• [RECORDS SUPPLIED]
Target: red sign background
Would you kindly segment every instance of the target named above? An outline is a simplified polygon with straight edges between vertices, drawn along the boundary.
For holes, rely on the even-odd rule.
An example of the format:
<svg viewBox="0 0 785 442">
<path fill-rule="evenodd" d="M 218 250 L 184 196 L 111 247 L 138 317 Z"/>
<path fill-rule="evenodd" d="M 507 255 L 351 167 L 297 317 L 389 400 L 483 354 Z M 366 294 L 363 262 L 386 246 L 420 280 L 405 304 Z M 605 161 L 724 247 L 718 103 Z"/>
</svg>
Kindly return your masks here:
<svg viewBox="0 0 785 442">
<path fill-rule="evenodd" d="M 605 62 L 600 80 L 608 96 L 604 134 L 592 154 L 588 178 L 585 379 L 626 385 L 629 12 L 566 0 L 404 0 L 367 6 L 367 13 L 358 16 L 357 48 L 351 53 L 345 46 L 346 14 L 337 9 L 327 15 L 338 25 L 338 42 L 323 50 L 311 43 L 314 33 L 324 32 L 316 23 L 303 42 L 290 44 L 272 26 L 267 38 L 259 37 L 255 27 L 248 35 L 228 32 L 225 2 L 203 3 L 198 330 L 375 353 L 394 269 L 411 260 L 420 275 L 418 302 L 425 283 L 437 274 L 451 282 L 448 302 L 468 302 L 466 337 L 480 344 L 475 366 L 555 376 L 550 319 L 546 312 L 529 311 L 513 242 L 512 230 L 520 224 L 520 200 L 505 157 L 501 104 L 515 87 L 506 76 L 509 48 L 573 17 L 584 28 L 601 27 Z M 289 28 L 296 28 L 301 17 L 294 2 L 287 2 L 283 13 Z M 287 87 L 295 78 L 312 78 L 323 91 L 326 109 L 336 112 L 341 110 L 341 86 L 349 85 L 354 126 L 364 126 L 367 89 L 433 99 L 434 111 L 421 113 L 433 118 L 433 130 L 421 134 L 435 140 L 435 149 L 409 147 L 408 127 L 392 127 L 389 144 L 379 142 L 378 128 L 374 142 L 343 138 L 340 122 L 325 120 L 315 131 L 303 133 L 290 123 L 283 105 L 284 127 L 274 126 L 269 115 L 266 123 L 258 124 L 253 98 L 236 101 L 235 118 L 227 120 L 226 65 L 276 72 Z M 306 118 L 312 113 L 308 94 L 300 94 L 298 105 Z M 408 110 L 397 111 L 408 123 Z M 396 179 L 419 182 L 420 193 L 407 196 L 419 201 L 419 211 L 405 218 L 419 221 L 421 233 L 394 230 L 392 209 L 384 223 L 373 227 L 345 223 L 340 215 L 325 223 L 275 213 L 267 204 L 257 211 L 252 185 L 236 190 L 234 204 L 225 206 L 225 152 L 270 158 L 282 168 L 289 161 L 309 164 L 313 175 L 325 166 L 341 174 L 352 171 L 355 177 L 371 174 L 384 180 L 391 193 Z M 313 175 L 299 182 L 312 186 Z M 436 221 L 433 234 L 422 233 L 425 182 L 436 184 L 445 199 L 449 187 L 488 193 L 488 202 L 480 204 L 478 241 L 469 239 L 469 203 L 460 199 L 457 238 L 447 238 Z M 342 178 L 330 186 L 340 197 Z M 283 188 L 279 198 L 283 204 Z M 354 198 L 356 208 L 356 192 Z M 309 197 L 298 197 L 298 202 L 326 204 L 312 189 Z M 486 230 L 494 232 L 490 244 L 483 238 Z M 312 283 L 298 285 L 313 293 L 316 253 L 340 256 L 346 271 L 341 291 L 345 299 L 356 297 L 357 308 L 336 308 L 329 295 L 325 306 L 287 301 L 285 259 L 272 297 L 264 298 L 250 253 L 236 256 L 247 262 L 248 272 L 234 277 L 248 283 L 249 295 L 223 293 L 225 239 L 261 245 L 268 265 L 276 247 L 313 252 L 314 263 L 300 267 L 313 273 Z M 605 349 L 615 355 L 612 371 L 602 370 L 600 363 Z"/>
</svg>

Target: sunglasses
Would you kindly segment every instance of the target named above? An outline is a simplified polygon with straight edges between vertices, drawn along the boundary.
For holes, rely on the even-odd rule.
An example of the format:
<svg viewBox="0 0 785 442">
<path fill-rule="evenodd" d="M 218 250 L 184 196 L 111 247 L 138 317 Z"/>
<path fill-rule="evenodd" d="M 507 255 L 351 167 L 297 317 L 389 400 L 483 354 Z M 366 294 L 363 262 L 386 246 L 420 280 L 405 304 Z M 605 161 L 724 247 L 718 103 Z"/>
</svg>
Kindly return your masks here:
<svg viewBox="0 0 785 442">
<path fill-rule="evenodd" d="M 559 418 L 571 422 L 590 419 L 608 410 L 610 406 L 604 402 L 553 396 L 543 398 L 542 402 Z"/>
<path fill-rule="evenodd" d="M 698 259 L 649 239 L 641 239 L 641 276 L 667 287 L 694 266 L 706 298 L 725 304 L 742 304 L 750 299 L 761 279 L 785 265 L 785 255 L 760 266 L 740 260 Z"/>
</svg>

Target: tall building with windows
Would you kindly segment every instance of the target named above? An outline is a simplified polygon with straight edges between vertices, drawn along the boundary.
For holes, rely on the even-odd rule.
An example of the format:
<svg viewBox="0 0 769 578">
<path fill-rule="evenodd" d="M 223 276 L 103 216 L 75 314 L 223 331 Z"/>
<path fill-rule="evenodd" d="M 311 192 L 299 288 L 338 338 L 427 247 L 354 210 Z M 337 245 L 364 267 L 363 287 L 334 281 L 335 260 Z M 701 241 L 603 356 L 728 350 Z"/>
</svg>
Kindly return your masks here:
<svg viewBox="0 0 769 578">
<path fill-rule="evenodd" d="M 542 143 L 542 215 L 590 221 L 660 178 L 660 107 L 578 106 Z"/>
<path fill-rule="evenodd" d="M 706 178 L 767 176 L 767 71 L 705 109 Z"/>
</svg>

• [WRITTEN INSTRUCTION] Render the lines starting at the one containing "Target: tall building with windows" and ending at the one containing "223 276 L 103" as a JSON list of strings, one string per line, leaving out any blank lines.

• [TASK OUTPUT]
[
  "Target: tall building with windows",
  "Would you kindly segment every instance of the target named above? An outline is a simplified polygon with straight edges between vertices, drawn along the boundary.",
  "For holes, rely on the even-odd rule.",
  "An example of the format:",
  "<svg viewBox=\"0 0 769 578\">",
  "<path fill-rule=\"evenodd\" d=\"M 223 276 L 103 216 L 75 314 L 223 331 Z\"/>"
]